**Task goal:** Transcribe, word for word, the line containing "Put a dot on each instance of the blue tarp" and each line following it through the end of the listing below. Omit all other lines.

>> Start Task inputs

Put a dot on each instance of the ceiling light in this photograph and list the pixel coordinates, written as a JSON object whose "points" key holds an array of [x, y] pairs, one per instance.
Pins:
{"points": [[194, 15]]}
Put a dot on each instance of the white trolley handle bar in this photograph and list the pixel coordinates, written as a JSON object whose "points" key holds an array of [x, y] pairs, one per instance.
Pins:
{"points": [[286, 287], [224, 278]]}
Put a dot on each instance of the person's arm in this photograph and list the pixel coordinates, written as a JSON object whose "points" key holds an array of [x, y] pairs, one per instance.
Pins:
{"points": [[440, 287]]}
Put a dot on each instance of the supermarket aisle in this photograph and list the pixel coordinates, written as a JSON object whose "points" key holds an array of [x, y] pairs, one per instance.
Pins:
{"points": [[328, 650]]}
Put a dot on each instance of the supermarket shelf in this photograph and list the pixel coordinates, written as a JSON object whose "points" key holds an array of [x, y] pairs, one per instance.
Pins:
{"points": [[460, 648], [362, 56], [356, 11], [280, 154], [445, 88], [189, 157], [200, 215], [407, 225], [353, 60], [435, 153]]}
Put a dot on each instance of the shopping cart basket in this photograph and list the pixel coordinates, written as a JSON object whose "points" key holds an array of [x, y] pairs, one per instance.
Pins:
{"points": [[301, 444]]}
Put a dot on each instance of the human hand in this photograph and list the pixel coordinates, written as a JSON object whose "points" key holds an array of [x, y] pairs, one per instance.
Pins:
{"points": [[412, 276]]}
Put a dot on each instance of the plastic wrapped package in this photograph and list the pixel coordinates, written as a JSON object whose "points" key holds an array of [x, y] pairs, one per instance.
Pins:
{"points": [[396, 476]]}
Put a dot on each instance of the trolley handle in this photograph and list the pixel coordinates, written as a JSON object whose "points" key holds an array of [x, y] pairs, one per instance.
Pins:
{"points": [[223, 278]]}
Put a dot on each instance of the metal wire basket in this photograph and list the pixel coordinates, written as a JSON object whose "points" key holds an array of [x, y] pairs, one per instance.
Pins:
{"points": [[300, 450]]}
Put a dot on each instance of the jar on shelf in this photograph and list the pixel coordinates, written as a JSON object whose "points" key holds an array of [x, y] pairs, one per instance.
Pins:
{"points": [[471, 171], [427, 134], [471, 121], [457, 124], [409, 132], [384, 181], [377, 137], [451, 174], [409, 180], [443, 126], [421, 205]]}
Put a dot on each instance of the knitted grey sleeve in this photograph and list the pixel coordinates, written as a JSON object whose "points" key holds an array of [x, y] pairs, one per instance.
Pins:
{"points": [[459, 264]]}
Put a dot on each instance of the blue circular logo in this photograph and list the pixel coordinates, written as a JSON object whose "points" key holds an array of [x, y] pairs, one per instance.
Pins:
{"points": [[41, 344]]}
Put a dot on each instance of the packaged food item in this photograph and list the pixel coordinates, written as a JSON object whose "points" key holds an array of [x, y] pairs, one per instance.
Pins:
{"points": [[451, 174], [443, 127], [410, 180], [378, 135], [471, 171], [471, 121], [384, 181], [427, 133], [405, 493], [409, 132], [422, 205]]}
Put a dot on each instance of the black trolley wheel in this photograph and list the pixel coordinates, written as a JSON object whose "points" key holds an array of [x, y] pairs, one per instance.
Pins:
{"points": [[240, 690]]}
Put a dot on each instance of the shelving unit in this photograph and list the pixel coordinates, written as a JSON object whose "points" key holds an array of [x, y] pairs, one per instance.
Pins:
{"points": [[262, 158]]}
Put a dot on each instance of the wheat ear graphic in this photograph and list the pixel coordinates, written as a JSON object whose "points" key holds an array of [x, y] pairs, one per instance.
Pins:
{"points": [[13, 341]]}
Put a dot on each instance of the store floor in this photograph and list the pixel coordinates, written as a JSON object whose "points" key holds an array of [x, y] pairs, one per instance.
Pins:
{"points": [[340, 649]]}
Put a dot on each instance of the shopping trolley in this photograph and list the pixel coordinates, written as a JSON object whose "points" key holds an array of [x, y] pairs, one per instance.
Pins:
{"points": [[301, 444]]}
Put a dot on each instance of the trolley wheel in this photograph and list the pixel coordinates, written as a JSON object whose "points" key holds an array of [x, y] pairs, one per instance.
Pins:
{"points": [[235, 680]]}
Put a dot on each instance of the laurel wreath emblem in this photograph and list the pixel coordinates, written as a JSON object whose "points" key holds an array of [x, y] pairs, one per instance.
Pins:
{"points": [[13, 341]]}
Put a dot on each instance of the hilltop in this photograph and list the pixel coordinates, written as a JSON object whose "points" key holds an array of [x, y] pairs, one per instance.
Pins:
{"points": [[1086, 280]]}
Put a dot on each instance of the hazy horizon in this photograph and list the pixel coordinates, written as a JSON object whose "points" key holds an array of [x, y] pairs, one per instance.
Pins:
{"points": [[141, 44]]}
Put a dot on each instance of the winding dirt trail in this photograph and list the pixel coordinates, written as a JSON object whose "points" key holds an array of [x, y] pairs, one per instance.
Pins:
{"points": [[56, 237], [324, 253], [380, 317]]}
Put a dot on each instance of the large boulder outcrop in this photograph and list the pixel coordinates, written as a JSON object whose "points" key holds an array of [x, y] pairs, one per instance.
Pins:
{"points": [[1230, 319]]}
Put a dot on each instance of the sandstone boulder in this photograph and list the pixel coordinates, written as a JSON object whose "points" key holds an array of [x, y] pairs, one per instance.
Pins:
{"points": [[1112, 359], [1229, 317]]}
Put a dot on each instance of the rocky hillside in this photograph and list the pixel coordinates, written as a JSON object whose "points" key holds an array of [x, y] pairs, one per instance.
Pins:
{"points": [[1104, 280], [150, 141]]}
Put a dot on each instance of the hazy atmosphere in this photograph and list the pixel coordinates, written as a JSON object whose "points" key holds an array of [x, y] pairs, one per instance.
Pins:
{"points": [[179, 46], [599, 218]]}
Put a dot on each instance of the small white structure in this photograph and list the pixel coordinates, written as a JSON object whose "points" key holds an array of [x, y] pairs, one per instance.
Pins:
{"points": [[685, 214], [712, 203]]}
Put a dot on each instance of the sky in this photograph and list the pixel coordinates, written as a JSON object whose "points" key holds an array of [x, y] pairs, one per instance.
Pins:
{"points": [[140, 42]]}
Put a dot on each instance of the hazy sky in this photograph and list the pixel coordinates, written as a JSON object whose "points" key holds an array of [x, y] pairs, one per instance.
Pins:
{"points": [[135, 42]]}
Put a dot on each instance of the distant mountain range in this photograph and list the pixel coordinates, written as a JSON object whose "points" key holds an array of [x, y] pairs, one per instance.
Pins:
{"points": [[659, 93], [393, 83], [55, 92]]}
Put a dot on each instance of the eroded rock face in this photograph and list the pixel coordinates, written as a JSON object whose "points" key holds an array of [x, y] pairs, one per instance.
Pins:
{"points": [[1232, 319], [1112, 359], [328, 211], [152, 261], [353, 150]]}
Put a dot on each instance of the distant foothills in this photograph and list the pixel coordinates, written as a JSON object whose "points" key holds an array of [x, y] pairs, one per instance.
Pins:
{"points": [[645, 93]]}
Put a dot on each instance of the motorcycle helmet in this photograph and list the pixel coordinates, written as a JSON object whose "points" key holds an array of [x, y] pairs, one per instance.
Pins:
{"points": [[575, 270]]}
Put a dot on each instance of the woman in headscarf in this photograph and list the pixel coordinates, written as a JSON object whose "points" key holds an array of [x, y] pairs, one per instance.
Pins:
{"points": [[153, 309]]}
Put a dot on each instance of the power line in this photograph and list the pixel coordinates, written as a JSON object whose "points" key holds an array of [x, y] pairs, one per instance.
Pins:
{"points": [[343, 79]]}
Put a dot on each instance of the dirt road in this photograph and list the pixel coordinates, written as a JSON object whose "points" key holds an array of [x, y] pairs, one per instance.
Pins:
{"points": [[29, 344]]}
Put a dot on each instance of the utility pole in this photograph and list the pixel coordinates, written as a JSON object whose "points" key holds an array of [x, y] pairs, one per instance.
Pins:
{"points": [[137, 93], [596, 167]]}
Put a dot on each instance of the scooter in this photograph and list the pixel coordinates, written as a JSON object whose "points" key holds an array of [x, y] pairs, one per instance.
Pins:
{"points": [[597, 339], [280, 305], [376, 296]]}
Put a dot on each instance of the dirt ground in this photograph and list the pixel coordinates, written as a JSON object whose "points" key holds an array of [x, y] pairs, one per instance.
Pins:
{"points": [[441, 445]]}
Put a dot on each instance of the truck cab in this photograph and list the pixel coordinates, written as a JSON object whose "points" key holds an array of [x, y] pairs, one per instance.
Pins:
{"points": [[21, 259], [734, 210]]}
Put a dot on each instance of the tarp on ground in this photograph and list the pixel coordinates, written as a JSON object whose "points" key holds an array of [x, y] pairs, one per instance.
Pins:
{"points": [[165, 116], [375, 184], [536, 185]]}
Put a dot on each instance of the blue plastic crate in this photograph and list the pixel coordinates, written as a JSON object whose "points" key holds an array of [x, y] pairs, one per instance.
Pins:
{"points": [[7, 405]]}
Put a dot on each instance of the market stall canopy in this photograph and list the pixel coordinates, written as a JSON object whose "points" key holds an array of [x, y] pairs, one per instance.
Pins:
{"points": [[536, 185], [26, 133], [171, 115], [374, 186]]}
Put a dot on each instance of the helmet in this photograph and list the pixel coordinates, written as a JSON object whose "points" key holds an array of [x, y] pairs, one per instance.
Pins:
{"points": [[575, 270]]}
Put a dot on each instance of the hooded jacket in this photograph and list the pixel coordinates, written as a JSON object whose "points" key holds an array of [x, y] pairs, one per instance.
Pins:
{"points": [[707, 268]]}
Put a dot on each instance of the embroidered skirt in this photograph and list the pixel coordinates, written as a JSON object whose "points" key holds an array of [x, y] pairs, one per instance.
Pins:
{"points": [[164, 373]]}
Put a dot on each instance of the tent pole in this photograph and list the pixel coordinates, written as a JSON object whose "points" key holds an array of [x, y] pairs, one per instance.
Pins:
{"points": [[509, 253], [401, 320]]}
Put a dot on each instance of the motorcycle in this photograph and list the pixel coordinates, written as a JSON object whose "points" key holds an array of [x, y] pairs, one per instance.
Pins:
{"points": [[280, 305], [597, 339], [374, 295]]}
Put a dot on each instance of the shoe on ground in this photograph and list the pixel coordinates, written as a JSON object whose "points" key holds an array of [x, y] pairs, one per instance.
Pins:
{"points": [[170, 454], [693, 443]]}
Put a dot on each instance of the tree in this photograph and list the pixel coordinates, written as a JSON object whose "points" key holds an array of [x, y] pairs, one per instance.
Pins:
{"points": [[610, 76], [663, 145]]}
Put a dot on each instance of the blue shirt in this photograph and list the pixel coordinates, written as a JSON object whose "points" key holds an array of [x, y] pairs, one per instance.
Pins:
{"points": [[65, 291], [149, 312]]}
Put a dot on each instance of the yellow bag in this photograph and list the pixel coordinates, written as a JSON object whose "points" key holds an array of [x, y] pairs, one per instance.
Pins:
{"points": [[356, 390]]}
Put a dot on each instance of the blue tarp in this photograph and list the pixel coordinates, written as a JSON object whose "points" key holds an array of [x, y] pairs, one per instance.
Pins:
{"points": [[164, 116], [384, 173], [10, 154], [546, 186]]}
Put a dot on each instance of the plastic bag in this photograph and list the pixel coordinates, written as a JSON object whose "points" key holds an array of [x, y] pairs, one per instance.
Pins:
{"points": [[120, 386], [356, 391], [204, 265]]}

>> End Task inputs

**Worked solution:**
Put a dot on each instance of the blue tarp in this photograph and list the pixel coordinates, written as a JSON object whose "points" key holds an array of [x, y] pairs, one per instance.
Pins:
{"points": [[164, 116], [384, 173], [10, 154], [546, 186]]}
Put a dot on each instance of the plastic bag in this photograph and list the pixel coordinates, written as a JSON object whose "points" key holds an array of [x, y] pairs, one per instance.
Pins:
{"points": [[120, 386], [356, 391], [204, 265]]}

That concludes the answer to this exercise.